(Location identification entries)
=-=-=

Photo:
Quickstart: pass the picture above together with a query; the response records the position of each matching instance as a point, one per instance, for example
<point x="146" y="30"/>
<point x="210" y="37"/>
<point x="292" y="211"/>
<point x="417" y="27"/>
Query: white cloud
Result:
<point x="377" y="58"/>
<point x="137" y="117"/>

=-=-=

• Work to be completed
Rename "Result" to "Output" throughout the entries above, and reproduce them with everything else left unchanged.

• Answer to this task
Photo:
Quickstart: pass the picture above together with a query; the response records the position of each matching instance as a point, one per instance, for example
<point x="146" y="30"/>
<point x="210" y="37"/>
<point x="292" y="211"/>
<point x="417" y="27"/>
Query: white cloud
Output:
<point x="377" y="58"/>
<point x="137" y="117"/>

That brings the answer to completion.